**PROVIDED ENTRIES**

= Beginning of Section =

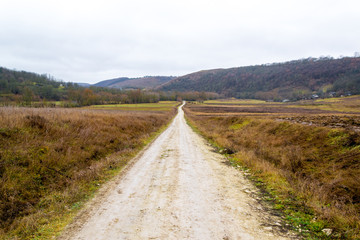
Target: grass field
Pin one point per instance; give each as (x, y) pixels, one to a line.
(304, 155)
(53, 159)
(161, 106)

= End of Section =

**TASK TO CARRY OUT**
Omit the pictures, then copy out all the data exactly as it stands.

**WRITTEN RESPONSE**
Target: grass field
Pin one point per instance; give each as (x, y) pixels, one to a line.
(304, 155)
(53, 159)
(161, 106)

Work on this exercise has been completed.